-- Start EXCERPTED DATA --

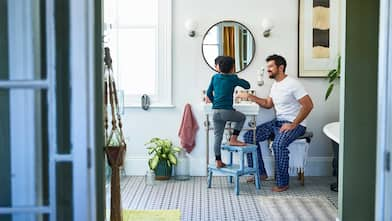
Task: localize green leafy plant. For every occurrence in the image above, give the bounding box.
[325,55,341,100]
[145,137,181,170]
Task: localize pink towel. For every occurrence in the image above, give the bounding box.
[178,104,199,153]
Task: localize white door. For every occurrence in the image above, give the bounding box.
[0,0,104,221]
[375,0,392,221]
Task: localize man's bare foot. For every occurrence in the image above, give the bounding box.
[216,160,226,168]
[229,139,246,146]
[246,174,268,183]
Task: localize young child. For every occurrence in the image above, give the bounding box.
[206,56,250,168]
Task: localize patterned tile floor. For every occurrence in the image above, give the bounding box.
[107,176,338,221]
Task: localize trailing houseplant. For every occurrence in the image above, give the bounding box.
[325,55,341,100]
[146,137,181,180]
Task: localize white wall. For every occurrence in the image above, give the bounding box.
[124,0,339,175]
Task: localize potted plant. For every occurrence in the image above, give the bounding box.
[146,137,181,180]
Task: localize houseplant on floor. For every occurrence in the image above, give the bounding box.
[146,137,181,180]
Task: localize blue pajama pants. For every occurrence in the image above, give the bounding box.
[244,120,306,187]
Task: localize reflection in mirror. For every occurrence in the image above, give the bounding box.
[202,21,255,73]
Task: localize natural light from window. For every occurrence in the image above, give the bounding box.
[104,0,171,106]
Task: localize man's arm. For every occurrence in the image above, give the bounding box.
[280,95,313,132]
[237,92,274,109]
[206,77,214,103]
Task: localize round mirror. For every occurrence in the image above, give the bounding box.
[202,21,255,73]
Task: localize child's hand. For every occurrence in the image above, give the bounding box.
[204,96,211,104]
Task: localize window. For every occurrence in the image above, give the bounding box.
[104,0,172,107]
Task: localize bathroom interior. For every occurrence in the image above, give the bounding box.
[104,0,345,220]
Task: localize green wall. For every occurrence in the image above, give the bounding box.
[340,0,379,221]
[94,0,106,221]
[0,0,11,221]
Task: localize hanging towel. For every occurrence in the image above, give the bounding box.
[178,104,199,153]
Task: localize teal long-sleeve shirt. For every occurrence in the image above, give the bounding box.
[207,73,250,110]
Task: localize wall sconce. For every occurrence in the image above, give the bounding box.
[261,18,273,38]
[185,19,197,37]
[257,68,264,87]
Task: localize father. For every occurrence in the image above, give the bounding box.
[237,54,313,192]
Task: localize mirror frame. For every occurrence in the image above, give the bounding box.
[201,20,256,74]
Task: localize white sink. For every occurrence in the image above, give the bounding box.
[202,102,260,115]
[323,122,340,143]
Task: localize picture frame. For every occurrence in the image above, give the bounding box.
[298,0,340,78]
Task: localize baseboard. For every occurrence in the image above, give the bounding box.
[124,155,333,176]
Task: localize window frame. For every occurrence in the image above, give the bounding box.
[108,0,174,108]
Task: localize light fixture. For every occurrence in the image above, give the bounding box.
[185,19,197,37]
[261,18,273,38]
[257,68,264,87]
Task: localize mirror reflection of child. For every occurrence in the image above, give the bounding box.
[206,56,250,168]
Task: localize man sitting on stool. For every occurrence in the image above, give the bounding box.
[237,55,313,192]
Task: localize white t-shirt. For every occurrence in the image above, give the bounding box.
[270,76,308,127]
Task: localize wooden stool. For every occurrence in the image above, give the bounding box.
[207,144,260,195]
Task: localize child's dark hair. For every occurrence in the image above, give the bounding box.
[219,56,234,74]
[265,54,287,72]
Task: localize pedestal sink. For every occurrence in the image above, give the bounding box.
[323,122,340,192]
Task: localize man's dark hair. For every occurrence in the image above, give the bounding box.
[219,56,234,74]
[215,55,225,65]
[265,54,287,72]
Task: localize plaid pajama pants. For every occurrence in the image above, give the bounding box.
[244,120,306,187]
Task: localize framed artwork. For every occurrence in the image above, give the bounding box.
[298,0,340,77]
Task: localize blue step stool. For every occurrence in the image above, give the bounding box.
[207,144,260,195]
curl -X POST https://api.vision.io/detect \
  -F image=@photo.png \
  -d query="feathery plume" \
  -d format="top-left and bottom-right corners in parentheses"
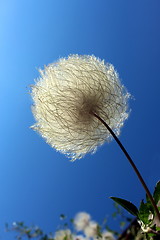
top-left (31, 55), bottom-right (130, 160)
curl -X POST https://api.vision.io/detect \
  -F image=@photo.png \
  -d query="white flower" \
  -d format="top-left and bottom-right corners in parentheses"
top-left (54, 229), bottom-right (72, 240)
top-left (84, 221), bottom-right (98, 238)
top-left (31, 55), bottom-right (129, 160)
top-left (74, 212), bottom-right (91, 231)
top-left (73, 235), bottom-right (88, 240)
top-left (102, 231), bottom-right (116, 240)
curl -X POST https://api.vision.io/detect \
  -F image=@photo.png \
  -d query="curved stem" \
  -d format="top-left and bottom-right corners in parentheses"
top-left (91, 113), bottom-right (160, 221)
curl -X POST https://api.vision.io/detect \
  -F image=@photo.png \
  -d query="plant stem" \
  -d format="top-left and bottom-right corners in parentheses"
top-left (91, 113), bottom-right (160, 221)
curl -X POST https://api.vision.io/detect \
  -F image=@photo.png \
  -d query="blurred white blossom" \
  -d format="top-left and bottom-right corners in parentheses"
top-left (102, 231), bottom-right (116, 240)
top-left (54, 229), bottom-right (72, 240)
top-left (84, 221), bottom-right (98, 238)
top-left (31, 55), bottom-right (130, 160)
top-left (74, 212), bottom-right (91, 231)
top-left (73, 235), bottom-right (88, 240)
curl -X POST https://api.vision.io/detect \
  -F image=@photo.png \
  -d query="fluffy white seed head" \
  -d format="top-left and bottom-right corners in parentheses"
top-left (31, 55), bottom-right (130, 160)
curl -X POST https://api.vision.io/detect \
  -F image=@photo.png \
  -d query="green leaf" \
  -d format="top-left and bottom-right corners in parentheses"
top-left (153, 181), bottom-right (160, 204)
top-left (138, 201), bottom-right (151, 224)
top-left (110, 197), bottom-right (138, 217)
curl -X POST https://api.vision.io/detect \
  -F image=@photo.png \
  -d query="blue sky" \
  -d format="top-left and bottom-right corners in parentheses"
top-left (0, 0), bottom-right (160, 240)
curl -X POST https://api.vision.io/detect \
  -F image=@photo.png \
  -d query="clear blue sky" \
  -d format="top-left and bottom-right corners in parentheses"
top-left (0, 0), bottom-right (160, 240)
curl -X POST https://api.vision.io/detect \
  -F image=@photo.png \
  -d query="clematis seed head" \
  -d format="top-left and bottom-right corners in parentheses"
top-left (31, 55), bottom-right (130, 160)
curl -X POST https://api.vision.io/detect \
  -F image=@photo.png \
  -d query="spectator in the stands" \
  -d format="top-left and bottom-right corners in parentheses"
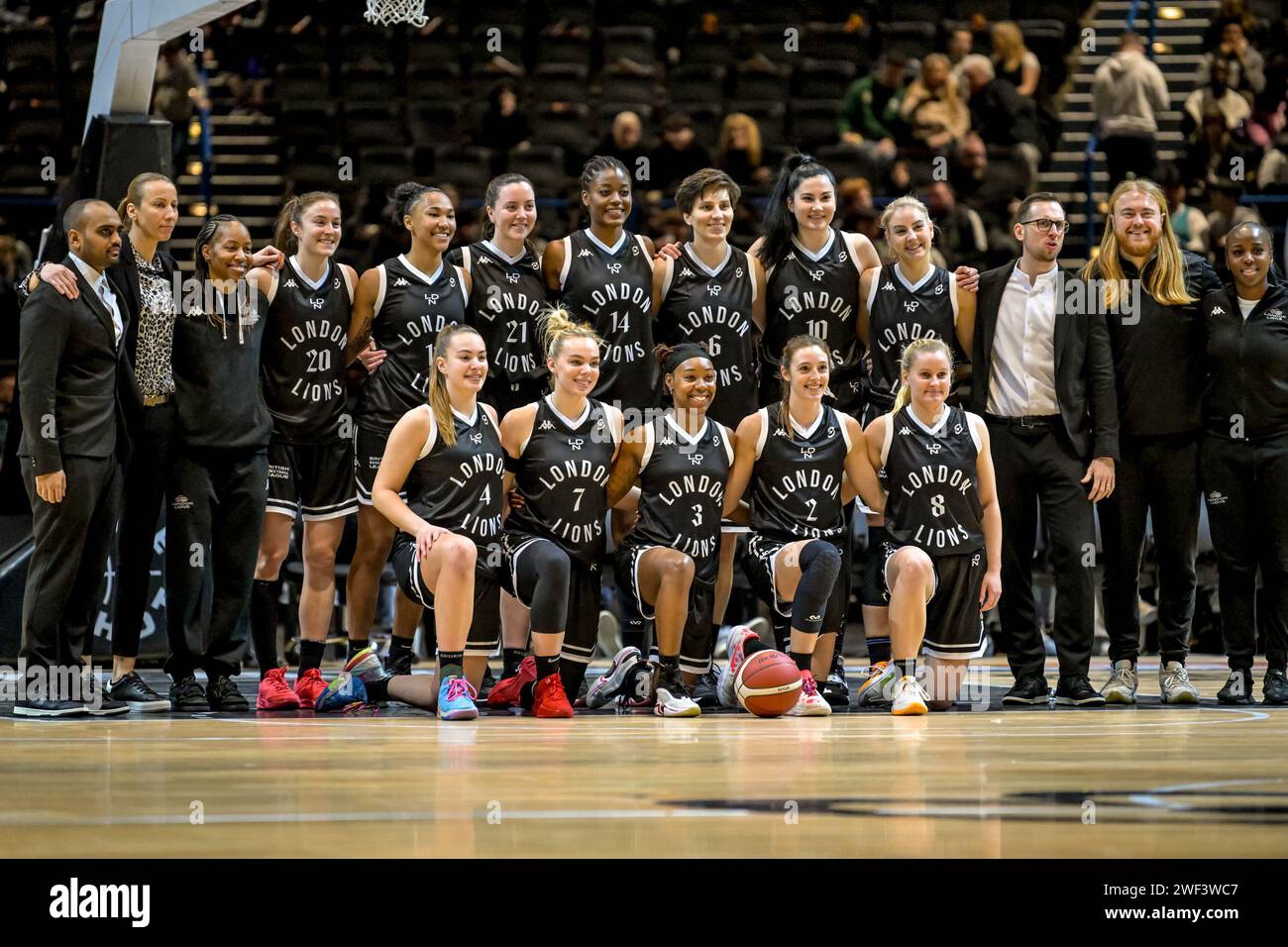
top-left (993, 20), bottom-right (1042, 99)
top-left (1195, 21), bottom-right (1266, 102)
top-left (716, 112), bottom-right (774, 189)
top-left (1181, 59), bottom-right (1252, 141)
top-left (1091, 34), bottom-right (1169, 191)
top-left (474, 80), bottom-right (532, 156)
top-left (648, 112), bottom-right (711, 193)
top-left (899, 53), bottom-right (970, 152)
top-left (595, 112), bottom-right (648, 177)
top-left (962, 53), bottom-right (1042, 183)
top-left (922, 180), bottom-right (988, 270)
top-left (837, 51), bottom-right (909, 158)
top-left (1155, 161), bottom-right (1211, 259)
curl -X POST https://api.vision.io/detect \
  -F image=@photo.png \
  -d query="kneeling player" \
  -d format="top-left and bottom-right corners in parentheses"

-- End EXCERPTED DATA --

THE TASK: Format every line of the records above as a JSON list of strings, one string per line, omitting blank lines. Leave the pictures out of the answer.

REPLY TO THE TASK:
[
  "Task: localize green leafy plant. For every occurrence in the image above, give the bounding box.",
  "[325,55,341,100]",
  "[145,137,181,170]",
  "Task: localize pink towel. For every occurrence in the image above, give the bounding box.",
  "[178,104,199,153]",
  "Task: localize white door. For every occurrence in the image above, give the bounding box.",
  "[0,0,104,221]",
  "[375,0,392,221]",
  "Task: localize man's bare foot. For every occurrence in the image above, give the bounding box.",
  "[216,160,226,168]",
  "[229,139,246,146]",
  "[246,174,268,183]",
  "Task: localize young child. For every occurrence in the image above, give the bounding box.",
  "[206,56,250,168]",
  "Task: localize patterned tile floor. For every occurrence in the image above, give the bounding box.",
  "[107,176,338,221]",
  "Task: localize trailing houseplant. For every occurrence in the image above, give the bounding box.",
  "[325,55,341,100]",
  "[146,137,181,180]",
  "Task: localize white wall. For every occurrence in the image above, give the bounding box.",
  "[124,0,339,175]",
  "Task: localize potted plant. For every occurrence in the image above, give the bounding box.",
  "[146,137,181,180]",
  "Task: localize houseplant on floor. For every occurrence in the image above, give the bounding box.",
  "[146,137,181,180]",
  "Task: localize blue pajama pants. For every occurrence in the image above, give the bounding box.",
  "[244,120,306,187]",
  "Task: localize reflection in mirror. For every occurrence in the image above, give the bounding box.",
  "[202,21,255,73]",
  "Task: localize natural light from window. For every occurrence in the image above, give the bounding box.",
  "[104,0,171,106]",
  "Task: localize man's arm. For every occurrence in the image above, give the bounding box.",
  "[280,95,313,132]",
  "[237,92,274,109]",
  "[206,77,214,103]",
  "Task: localize round mirror. For every occurrence in the image above, give the bounding box.",
  "[202,21,255,73]",
  "Task: localize child's hand. For every occurrence in the image above, give the bounding box.",
  "[204,96,211,104]",
  "Task: localize window. For every occurrence in the image above, give the bounding box.",
  "[104,0,172,107]",
  "Task: localize bathroom interior. For every occurrence in the image above, give the bounding box.",
  "[104,0,345,220]",
  "Task: localize green wall. For every occurrence in the image above, give the bounding box.",
  "[340,0,379,221]",
  "[94,0,106,221]",
  "[0,0,11,221]",
  "Task: localize hanging towel. For every occurrence in the image above, give the bounding box.",
  "[178,104,199,153]",
  "Task: localize teal long-sleeve shirt. For every occurrence in the image above, give the bounding box.",
  "[207,73,250,110]",
  "Task: localize wall sconce. For every occurrence in the image above, give the bounding box.",
  "[261,18,273,38]",
  "[185,19,197,37]",
  "[257,68,264,87]",
  "Task: localize father. For every occurrence in the image above, give the bounding box.",
  "[237,54,313,192]",
  "Task: localize mirror frame. For every occurrence in the image above, give the bounding box.",
  "[201,20,256,74]",
  "Task: localize white sink. For every occurrence in the image above, give the bounding box.",
  "[202,102,260,115]",
  "[323,122,340,143]",
  "Task: localize picture frame. For every occurrence in the image above, give the bounding box.",
  "[298,0,340,78]",
  "Task: localize baseboard. For every occurrence in the image above, give the bounding box.",
  "[124,155,333,176]",
  "Task: localize window frame. For every occurrence in the image above, give the bounding box.",
  "[108,0,174,108]",
  "Task: localize light fixture. For every occurrence in the image above, give the bounding box.",
  "[185,19,197,37]",
  "[261,18,273,38]",
  "[257,68,264,87]",
  "Task: localize mirror reflection of child. For every occurrence in the image above, give the bounding box.",
  "[206,56,250,168]",
  "Task: localize man sitting on stool. For every occurrence in the image above, give the bounding box.",
  "[237,55,313,192]",
  "Task: localize white t-shirt. For every occurrence in the image above, give the bounding box.",
  "[270,76,308,127]",
  "Task: localize wooden stool. For every occurrence in the image above, give the bounding box.",
  "[207,144,260,195]",
  "Task: localize child's dark hair. For every occurrence in the image above, give the bounding box.",
  "[219,56,234,74]",
  "[265,54,287,72]",
  "Task: localize pedestal sink. For every occurrence in the image above, give the bounding box.",
  "[323,122,340,192]",
  "Task: localize man's dark hair. For every occurrence in the image above, give the bounding box.",
  "[219,56,234,74]",
  "[215,55,225,65]",
  "[265,54,287,72]",
  "Task: localize plaid pajama pants. For every occurrence in the image above, give the bounding box.",
  "[244,120,306,187]",
  "Task: localize framed artwork. For every occurrence in the image above, give the bounding box.",
  "[298,0,340,77]",
  "Task: localize blue step stool. For every occurrence in the image above, give the bounding box.",
  "[207,144,260,195]",
  "curl -X POST https://api.vision.io/detect \\",
  "  -F image=@photo.png \\",
  "  -d query=\"feathery plume\" \\",
  "  -d format=\"top-left and bottom-right corners in parentheses\"",
  "top-left (31, 55), bottom-right (130, 160)",
  "curl -X POST https://api.vision.io/detect \\",
  "  -F image=@photo.png \\",
  "  -d query=\"white flower\" \\",
  "  -d format=\"top-left and bottom-right corners in parentheses\"",
  "top-left (54, 229), bottom-right (72, 240)",
  "top-left (84, 221), bottom-right (98, 238)",
  "top-left (31, 55), bottom-right (129, 160)",
  "top-left (74, 212), bottom-right (91, 231)",
  "top-left (73, 235), bottom-right (88, 240)",
  "top-left (102, 231), bottom-right (116, 240)",
  "curl -X POST https://api.vision.io/detect \\",
  "  -F image=@photo.png \\",
  "  -d query=\"curved stem\" \\",
  "  -d format=\"top-left and bottom-right corners in parentheses\"",
  "top-left (91, 113), bottom-right (160, 221)",
  "curl -X POST https://api.vision.io/detect \\",
  "  -F image=@photo.png \\",
  "  -d query=\"plant stem\" \\",
  "  -d format=\"top-left and bottom-right corners in parentheses\"",
  "top-left (91, 113), bottom-right (160, 221)",
  "curl -X POST https://api.vision.io/detect \\",
  "  -F image=@photo.png \\",
  "  -d query=\"blurred white blossom\" \\",
  "  -d format=\"top-left and bottom-right corners in parentheses\"",
  "top-left (102, 231), bottom-right (116, 240)",
  "top-left (54, 229), bottom-right (72, 240)",
  "top-left (84, 221), bottom-right (98, 238)",
  "top-left (31, 55), bottom-right (130, 160)",
  "top-left (74, 212), bottom-right (91, 231)",
  "top-left (73, 235), bottom-right (88, 240)",
  "curl -X POST https://api.vision.io/detect \\",
  "  -F image=@photo.png \\",
  "  -d query=\"fluffy white seed head\" \\",
  "  -d format=\"top-left and bottom-right corners in parentheses\"",
  "top-left (31, 55), bottom-right (130, 160)",
  "curl -X POST https://api.vision.io/detect \\",
  "  -F image=@photo.png \\",
  "  -d query=\"green leaf\" \\",
  "  -d format=\"top-left and bottom-right corners in parentheses\"",
  "top-left (153, 181), bottom-right (160, 204)",
  "top-left (138, 201), bottom-right (151, 224)",
  "top-left (110, 197), bottom-right (138, 217)",
  "curl -X POST https://api.vision.io/detect \\",
  "  -F image=@photo.png \\",
  "  -d query=\"blue sky\" \\",
  "  -d format=\"top-left and bottom-right corners in parentheses\"",
  "top-left (0, 0), bottom-right (160, 240)",
  "curl -X POST https://api.vision.io/detect \\",
  "  -F image=@photo.png \\",
  "  -d query=\"clear blue sky\" \\",
  "  -d format=\"top-left and bottom-right corners in parentheses\"",
  "top-left (0, 0), bottom-right (160, 240)",
  "curl -X POST https://api.vision.io/detect \\",
  "  -F image=@photo.png \\",
  "  -d query=\"clematis seed head\" \\",
  "  -d format=\"top-left and bottom-right corners in parentheses\"",
  "top-left (31, 55), bottom-right (130, 160)",
  "curl -X POST https://api.vision.io/detect \\",
  "  -F image=@photo.png \\",
  "  -d query=\"spectator in the stands\" \\",
  "  -d format=\"top-left and bottom-right corners in parentheses\"",
  "top-left (993, 20), bottom-right (1042, 99)",
  "top-left (1195, 21), bottom-right (1266, 102)",
  "top-left (716, 112), bottom-right (774, 189)",
  "top-left (1181, 59), bottom-right (1252, 141)",
  "top-left (1091, 34), bottom-right (1169, 191)",
  "top-left (474, 80), bottom-right (532, 156)",
  "top-left (648, 112), bottom-right (711, 193)",
  "top-left (899, 53), bottom-right (970, 152)",
  "top-left (595, 112), bottom-right (648, 177)",
  "top-left (962, 53), bottom-right (1042, 183)",
  "top-left (922, 180), bottom-right (988, 270)",
  "top-left (837, 51), bottom-right (909, 158)",
  "top-left (1155, 161), bottom-right (1211, 259)",
  "curl -X POST https://api.vision.io/detect \\",
  "  -F image=@photo.png \\",
  "  -d query=\"kneeling player\" \\",
  "  -d format=\"top-left and bottom-right corners in parentheses\""
]